On the basis of the records below, report how many lines contain the word "metal". Nothing else should be given.

====== Material for this task

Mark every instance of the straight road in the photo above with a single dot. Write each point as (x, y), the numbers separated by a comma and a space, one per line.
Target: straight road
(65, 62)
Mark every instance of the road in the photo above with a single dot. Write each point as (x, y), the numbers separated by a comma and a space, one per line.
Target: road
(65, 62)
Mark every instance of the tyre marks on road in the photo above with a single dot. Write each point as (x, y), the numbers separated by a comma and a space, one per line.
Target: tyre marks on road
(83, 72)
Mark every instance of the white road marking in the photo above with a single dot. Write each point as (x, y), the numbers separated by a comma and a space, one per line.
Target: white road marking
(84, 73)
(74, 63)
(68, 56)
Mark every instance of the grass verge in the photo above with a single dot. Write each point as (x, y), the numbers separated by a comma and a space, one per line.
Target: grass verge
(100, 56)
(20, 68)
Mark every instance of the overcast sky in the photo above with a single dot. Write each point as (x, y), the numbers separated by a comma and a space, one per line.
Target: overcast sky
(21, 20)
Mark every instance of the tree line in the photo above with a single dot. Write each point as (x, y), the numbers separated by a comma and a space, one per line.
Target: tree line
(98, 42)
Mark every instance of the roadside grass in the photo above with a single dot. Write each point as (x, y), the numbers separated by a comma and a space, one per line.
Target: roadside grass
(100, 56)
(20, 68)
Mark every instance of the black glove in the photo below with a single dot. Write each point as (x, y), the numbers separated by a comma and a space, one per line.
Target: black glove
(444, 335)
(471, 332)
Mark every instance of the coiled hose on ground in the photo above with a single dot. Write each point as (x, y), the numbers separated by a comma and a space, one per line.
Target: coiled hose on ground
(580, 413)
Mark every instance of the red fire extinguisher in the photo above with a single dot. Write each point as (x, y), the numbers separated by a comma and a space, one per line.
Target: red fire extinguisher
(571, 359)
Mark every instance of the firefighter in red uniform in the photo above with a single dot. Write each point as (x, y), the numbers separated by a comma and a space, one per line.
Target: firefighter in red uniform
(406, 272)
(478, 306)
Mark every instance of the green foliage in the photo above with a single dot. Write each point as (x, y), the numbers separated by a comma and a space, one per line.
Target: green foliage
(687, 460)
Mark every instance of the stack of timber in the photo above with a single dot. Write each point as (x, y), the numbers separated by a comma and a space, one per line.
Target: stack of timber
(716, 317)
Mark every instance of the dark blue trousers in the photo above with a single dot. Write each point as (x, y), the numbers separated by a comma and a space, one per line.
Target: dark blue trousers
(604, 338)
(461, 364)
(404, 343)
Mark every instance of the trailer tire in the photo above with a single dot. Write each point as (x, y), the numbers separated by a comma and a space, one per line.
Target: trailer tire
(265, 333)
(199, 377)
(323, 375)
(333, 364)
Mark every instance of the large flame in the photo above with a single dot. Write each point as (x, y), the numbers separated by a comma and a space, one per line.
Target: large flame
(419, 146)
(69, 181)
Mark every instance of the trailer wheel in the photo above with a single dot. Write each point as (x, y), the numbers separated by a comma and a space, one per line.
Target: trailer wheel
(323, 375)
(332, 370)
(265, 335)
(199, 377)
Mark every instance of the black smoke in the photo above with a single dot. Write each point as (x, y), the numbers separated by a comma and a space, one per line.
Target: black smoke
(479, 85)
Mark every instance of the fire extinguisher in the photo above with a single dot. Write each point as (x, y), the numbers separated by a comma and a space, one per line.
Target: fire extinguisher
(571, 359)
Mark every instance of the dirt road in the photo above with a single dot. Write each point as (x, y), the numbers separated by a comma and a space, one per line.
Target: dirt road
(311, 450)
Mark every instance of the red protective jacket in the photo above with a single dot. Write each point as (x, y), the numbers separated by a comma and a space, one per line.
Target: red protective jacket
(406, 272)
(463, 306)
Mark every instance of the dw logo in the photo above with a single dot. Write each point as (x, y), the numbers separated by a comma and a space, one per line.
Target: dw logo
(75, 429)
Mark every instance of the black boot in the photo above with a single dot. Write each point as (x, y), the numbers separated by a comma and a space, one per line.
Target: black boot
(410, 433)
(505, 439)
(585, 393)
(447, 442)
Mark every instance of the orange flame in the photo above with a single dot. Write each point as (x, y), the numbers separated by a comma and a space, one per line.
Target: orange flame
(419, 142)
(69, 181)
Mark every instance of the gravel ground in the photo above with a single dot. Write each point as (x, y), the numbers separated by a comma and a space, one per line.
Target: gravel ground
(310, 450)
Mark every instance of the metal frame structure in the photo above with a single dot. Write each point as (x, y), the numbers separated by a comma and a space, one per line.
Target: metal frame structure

============
====== Material for this task

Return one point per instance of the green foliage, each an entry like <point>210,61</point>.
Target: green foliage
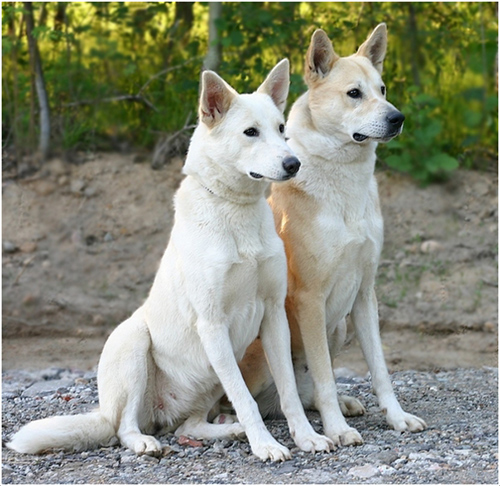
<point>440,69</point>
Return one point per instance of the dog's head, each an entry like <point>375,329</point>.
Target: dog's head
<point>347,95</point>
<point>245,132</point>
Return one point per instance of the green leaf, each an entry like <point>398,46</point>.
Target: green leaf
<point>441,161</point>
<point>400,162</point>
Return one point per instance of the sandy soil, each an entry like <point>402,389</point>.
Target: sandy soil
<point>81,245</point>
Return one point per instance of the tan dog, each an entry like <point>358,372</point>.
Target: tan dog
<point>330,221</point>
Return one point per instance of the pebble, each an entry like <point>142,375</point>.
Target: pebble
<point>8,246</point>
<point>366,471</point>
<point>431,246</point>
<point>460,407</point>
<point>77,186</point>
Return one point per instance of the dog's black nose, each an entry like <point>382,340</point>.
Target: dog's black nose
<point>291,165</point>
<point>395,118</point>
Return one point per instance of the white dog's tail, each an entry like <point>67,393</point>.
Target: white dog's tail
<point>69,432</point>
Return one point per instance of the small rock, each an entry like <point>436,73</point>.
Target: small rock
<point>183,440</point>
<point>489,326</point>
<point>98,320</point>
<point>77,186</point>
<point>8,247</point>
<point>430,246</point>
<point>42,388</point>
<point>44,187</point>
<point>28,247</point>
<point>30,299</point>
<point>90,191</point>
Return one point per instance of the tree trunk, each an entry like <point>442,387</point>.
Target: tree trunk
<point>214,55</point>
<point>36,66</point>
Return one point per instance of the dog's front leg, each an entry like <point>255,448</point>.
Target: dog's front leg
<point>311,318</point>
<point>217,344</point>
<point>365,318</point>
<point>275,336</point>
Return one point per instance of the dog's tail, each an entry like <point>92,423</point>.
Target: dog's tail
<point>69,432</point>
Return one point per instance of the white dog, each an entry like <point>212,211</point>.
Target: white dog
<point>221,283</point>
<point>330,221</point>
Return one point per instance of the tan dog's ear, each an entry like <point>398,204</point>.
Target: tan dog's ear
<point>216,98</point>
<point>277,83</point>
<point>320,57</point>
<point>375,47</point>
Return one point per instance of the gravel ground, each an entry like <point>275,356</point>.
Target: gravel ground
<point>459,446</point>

============
====== Material for this task

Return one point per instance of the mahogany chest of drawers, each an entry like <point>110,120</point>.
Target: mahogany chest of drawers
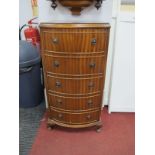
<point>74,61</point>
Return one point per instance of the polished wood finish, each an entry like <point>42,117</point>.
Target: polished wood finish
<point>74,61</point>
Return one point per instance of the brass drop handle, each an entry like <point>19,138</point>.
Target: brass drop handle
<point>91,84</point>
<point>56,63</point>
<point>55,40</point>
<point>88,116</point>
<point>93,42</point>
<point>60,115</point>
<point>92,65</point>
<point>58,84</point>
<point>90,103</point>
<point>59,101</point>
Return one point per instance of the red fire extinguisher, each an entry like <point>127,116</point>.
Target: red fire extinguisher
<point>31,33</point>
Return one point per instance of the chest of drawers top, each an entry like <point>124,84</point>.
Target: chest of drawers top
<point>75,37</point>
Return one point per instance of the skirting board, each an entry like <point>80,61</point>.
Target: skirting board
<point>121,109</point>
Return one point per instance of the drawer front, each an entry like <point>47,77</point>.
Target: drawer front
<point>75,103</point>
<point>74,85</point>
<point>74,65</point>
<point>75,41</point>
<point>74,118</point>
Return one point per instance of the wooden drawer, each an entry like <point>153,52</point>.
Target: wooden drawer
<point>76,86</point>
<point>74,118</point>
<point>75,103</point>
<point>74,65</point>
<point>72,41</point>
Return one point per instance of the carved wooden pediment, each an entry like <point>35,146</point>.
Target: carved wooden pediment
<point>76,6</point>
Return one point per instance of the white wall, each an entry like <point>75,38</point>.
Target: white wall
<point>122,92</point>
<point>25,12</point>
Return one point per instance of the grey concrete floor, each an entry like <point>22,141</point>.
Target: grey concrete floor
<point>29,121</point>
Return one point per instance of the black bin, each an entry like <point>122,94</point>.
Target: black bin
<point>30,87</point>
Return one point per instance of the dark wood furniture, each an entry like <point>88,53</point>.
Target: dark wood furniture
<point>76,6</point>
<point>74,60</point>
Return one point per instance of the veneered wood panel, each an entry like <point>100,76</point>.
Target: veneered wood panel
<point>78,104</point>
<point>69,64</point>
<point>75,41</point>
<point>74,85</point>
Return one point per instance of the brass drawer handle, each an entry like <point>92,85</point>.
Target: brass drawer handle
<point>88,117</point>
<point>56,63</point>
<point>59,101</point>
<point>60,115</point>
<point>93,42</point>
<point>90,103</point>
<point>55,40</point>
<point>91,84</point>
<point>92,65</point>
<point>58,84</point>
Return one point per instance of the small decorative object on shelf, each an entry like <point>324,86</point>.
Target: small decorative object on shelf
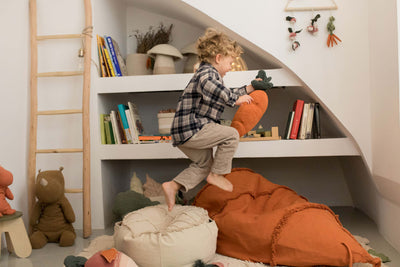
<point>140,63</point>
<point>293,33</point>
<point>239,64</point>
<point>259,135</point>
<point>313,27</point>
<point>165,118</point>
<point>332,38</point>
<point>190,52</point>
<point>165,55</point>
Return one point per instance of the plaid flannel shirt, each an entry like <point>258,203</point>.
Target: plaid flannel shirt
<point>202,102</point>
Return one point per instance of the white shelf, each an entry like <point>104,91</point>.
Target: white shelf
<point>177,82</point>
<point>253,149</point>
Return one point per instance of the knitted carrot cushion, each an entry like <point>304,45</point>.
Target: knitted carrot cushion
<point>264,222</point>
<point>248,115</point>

============

→ Result below
2